(Consigne écrite 1): Extrayez de l'article sur la castration des porcelets le passage qui s'ouvre sur les mots contenant "Dans le cadre" et se termine par "sur ces alternatives.".
(Consigne écrite 2): D'après l'article sur la castration des porcelets, quelle pénalité le groupe Bigard applique-t-il lorsque les porcs arrivant dans ses abattoirs sont entiers ?
(Consigne écrite 3): Poursuivez la rédaction de l'article sur la castration des porcelets à partir du point où il s'interrompt.

:: Extrait fourni

Castration des porcelets : Welfarm interpelle le PDG de Bigard

élevage porcelets
©didesign

Dans le cadre de sa campagne #StopCastration menée depuis 2016, Welfarm a sollicité à de nombreuses reprises le groupe Bigard afin d’ouvrir le dialogue sur la castration des porcelets. Toutes les demandes de l’association étant restées sans réponse, elle avait adressé une lettre ouverte  au PDG du groupe, Jean-Paul Bigard, en mars 2022. Welfarm demandait à l’entreprise de laisser à ses partenaires commerciaux de la filière porcine le choix des alternatives à la castration physique qu’ils souhaitent mettre en œuvre, et de revoir son positionnement sur ces alternatives.

En effet, de nombreux acteurs de l’amont et de l’aval – éleveurs, transformateurs et distributeurs – sont favorables à l’élevage de mâles entiers, mais se heurtent à la politique de Bigard en la matière. Le groupe, qui représente environ 25 % du marché de l’abattage de porcs en France, applique une importante pénalité de -23 centimes par kilo de carcasse lorsque les porcs qui arrivent dans ses abattoirs sont entiers : de quoi inciter les éleveurs à continuer de castrer physiquement les porcs et dévaloriser les alternatives.

::::
:: Enregistrements présentés

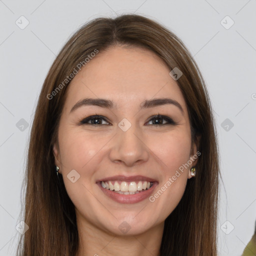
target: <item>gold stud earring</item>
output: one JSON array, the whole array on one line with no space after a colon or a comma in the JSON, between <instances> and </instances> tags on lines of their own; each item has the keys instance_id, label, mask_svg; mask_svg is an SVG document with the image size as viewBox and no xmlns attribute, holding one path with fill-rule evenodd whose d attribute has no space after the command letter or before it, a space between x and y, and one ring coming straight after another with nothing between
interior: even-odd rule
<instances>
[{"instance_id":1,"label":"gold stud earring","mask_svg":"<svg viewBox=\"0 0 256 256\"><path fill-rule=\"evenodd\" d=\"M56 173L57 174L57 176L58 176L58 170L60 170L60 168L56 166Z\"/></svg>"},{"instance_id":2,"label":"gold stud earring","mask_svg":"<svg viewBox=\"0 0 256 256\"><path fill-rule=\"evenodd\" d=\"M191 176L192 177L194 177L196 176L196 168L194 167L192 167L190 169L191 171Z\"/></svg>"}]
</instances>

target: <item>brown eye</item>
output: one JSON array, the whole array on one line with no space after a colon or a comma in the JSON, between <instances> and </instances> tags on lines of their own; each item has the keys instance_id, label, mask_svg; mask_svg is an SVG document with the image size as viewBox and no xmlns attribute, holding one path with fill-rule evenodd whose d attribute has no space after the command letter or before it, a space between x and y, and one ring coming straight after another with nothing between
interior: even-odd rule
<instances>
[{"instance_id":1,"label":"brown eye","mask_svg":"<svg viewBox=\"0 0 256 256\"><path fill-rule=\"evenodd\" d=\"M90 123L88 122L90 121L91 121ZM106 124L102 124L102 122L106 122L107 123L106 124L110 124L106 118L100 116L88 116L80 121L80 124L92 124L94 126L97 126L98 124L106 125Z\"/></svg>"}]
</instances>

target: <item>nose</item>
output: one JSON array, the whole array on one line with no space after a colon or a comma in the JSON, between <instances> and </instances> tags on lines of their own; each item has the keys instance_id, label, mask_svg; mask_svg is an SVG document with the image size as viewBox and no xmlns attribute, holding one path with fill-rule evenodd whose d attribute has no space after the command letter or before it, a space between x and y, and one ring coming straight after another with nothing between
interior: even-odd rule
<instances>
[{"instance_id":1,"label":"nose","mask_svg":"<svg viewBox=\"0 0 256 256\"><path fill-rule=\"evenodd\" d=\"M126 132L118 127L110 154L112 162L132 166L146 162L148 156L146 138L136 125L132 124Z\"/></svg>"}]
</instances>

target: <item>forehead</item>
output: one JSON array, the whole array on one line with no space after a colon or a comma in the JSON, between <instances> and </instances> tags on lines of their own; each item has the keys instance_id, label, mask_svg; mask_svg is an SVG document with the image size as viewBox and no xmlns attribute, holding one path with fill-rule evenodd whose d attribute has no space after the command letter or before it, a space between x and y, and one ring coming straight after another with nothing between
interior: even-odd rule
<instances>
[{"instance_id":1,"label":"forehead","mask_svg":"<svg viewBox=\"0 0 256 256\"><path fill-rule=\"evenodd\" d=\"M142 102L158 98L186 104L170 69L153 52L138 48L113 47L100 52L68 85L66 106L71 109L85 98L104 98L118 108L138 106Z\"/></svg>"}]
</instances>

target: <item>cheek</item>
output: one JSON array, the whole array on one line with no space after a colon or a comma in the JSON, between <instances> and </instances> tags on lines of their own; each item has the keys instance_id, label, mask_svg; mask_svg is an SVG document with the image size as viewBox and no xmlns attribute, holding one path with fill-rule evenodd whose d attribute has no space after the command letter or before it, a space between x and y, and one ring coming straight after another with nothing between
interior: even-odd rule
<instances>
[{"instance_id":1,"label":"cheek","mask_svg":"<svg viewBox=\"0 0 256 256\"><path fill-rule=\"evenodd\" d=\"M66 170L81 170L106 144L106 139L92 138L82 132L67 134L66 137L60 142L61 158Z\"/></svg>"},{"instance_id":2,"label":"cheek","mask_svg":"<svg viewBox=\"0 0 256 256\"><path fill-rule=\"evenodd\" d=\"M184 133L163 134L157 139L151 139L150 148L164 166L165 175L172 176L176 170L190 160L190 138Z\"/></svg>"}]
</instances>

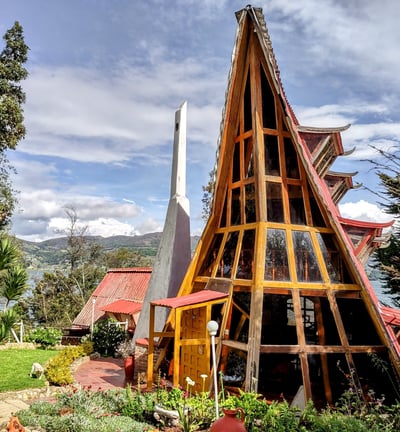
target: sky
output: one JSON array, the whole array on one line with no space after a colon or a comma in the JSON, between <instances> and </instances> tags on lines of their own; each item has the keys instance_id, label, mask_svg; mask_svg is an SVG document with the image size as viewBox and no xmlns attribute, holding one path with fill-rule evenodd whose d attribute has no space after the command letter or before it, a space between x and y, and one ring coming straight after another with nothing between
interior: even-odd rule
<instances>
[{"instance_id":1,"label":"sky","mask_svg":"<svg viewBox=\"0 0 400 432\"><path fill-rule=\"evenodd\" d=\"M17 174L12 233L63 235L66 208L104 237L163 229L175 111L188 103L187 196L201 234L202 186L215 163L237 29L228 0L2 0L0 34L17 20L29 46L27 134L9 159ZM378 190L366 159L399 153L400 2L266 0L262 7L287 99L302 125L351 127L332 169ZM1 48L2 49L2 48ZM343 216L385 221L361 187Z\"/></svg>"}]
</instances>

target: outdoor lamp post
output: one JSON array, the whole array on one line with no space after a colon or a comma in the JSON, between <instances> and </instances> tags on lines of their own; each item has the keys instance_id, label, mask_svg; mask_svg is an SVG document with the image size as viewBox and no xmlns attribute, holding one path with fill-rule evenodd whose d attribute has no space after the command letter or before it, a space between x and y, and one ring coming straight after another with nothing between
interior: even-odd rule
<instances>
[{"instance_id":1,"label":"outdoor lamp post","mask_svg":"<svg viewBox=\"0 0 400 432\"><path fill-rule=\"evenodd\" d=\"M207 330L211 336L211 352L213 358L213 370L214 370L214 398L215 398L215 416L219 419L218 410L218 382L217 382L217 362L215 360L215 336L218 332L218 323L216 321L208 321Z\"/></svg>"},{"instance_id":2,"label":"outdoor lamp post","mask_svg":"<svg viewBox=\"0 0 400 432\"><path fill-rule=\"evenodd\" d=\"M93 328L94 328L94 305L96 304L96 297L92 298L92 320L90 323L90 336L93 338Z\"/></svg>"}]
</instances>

::::
:: Enregistrements présentés

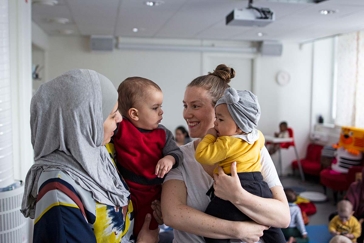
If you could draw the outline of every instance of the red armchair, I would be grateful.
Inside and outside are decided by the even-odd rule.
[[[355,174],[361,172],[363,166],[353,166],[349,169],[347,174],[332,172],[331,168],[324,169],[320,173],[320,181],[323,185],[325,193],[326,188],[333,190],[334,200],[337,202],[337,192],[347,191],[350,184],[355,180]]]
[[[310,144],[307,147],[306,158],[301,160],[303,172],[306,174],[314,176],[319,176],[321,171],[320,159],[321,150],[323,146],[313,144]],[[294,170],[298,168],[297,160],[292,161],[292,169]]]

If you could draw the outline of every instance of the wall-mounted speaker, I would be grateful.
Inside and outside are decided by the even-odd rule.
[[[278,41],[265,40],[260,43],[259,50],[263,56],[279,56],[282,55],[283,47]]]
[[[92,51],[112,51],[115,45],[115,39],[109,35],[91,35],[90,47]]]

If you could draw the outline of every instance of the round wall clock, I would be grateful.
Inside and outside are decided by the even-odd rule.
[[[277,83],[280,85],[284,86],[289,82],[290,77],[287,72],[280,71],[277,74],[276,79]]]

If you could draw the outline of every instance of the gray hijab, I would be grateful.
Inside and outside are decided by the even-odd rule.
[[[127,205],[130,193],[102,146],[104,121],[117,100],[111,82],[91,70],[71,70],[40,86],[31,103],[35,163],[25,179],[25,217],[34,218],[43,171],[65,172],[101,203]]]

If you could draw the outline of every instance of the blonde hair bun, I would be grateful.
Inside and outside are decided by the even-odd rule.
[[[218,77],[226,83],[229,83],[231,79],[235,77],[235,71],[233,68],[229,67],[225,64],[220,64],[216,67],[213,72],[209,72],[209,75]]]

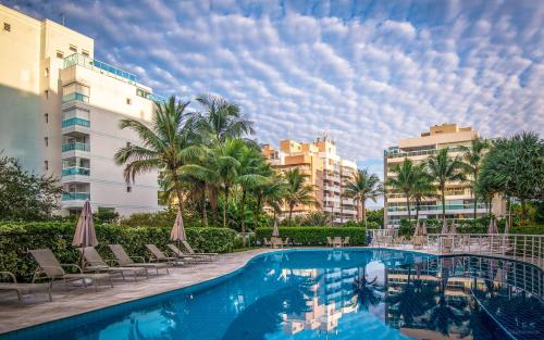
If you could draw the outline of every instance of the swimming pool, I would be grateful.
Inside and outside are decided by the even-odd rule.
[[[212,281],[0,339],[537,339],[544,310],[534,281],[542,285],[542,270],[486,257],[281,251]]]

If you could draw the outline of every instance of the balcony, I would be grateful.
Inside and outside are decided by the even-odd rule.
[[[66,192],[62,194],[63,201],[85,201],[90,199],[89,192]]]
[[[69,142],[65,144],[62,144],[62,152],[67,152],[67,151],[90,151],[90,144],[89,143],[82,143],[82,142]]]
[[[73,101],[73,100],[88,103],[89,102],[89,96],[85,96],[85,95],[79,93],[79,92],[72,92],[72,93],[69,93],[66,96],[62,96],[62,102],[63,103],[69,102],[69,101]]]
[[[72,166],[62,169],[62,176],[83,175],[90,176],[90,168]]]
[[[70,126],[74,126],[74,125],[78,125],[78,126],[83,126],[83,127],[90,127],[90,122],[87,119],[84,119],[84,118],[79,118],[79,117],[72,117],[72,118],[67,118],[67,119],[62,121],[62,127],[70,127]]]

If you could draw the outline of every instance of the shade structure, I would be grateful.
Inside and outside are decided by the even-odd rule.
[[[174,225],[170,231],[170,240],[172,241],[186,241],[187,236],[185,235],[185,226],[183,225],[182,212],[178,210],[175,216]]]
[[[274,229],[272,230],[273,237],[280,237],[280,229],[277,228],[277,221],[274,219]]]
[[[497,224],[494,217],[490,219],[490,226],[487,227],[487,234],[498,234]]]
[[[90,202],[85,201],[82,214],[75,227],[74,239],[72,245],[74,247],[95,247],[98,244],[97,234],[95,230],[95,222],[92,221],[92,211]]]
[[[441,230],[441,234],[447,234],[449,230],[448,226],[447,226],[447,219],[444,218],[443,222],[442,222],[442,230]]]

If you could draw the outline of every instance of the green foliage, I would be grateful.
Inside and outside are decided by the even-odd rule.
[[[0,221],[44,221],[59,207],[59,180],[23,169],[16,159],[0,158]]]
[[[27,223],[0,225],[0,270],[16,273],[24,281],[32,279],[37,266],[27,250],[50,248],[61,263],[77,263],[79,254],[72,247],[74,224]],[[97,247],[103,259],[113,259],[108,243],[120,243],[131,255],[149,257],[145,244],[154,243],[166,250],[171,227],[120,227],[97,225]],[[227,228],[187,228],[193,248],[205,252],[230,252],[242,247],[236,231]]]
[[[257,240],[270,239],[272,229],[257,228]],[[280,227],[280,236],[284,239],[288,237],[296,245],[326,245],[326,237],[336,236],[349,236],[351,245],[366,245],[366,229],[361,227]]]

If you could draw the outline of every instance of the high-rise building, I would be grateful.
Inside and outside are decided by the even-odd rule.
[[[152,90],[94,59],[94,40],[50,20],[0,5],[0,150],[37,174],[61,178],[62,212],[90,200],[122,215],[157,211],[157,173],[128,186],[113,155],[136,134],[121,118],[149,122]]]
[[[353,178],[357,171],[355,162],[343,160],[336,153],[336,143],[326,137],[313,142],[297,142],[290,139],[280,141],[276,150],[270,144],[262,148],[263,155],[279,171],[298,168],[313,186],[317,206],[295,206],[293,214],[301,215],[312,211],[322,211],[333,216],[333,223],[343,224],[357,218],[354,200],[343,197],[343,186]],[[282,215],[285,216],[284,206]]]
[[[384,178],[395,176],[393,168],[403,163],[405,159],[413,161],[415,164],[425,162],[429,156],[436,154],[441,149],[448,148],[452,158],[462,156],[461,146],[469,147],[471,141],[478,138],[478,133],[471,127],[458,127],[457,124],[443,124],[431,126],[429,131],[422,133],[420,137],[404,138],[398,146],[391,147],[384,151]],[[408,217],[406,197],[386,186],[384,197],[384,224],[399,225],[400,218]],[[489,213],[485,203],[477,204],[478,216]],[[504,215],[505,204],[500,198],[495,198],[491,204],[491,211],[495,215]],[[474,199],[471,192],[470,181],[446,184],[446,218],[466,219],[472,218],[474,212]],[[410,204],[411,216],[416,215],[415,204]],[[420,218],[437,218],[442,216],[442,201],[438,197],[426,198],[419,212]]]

::::
:: Enregistrements présentés

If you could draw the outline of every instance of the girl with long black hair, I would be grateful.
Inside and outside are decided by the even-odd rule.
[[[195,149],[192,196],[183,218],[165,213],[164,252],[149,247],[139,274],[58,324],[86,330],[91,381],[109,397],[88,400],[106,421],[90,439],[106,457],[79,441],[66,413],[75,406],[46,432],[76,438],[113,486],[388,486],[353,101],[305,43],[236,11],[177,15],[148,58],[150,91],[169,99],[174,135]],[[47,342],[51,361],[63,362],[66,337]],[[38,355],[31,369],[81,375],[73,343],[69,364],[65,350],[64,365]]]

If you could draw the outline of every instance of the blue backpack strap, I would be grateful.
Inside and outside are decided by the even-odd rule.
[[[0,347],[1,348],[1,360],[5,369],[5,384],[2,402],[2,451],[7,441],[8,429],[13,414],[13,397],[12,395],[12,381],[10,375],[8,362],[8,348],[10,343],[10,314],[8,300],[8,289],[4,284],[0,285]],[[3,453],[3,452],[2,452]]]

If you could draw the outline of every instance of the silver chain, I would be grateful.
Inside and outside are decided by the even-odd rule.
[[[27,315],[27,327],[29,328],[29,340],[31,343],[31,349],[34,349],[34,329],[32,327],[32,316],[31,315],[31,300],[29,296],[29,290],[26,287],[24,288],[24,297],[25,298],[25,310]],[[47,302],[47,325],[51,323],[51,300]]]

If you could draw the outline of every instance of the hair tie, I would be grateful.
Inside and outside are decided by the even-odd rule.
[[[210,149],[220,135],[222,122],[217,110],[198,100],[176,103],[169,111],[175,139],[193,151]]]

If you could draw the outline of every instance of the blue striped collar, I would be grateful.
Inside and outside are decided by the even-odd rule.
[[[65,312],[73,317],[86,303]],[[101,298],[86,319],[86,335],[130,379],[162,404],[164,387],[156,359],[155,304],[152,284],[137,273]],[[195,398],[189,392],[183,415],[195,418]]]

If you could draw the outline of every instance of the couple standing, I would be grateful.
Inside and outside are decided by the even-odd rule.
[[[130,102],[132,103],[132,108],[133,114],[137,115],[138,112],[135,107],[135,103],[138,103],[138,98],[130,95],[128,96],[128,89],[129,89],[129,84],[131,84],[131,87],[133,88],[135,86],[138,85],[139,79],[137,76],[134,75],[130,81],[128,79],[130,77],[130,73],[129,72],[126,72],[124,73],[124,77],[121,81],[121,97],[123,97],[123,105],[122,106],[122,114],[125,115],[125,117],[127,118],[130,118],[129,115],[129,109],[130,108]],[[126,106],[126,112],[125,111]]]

::::

(Réponse attendue 1):
Dans le cadre de sa campagne #StopCastration menée depuis 2016, Welfarm a sollicité à de nombreuses reprises le groupe Bigard afin d’ouvrir le dialogue sur la castration des porcelets. Toutes les demandes de l’association étant restées sans réponse, elle avait adressé une lettre ouverte  au PDG du groupe, Jean-Paul Bigard, en mars 2022. Welfarm demandait à l’entreprise de laisser à ses partenaires commerciaux de la filière porcine le choix des alternatives à la castration physique qu’ils souhaitent mettre en œuvre, et de revoir son positionnement sur ces alternatives.

(Réponse attendue 2): Une pénalité de -23 centimes par kilo de carcasse.

(Réponse attendue 3):
À l’occasion du Space, rendez-vous international du monde de l’élevage, qui se tient à Rennes du 12 au 14 septembre 2023, Welfarm a décidé d’adresser une nouvelle lettre ouverte à Jean-Paul Bigard et souhaite rencontrer les services RSE/qualité du groupe breton.


Monsieur Jean-Paul Bigard
Président-Directeur Général
Groupe Bigard
Kergostiou
29300 QUIMPERLE

Metz, le 12 septembre 2023

Objet : Lettre ouverte sur les alternatives à la castration physique des porcelets

Monsieur Jean-Paul Bigard,

Notre association Welfarm – Protection mondiale des animaux de ferme, dont la mission est reconnue d’utilité publique, mène campagne contre la castration physique des porcelets depuis 2016. Dans le cadre de notre campagne, nous avions sollicité à plusieurs reprises une rencontre avec vos services par courrier et par voie électronique, mais toutes nos demandes sont restées sans réponse.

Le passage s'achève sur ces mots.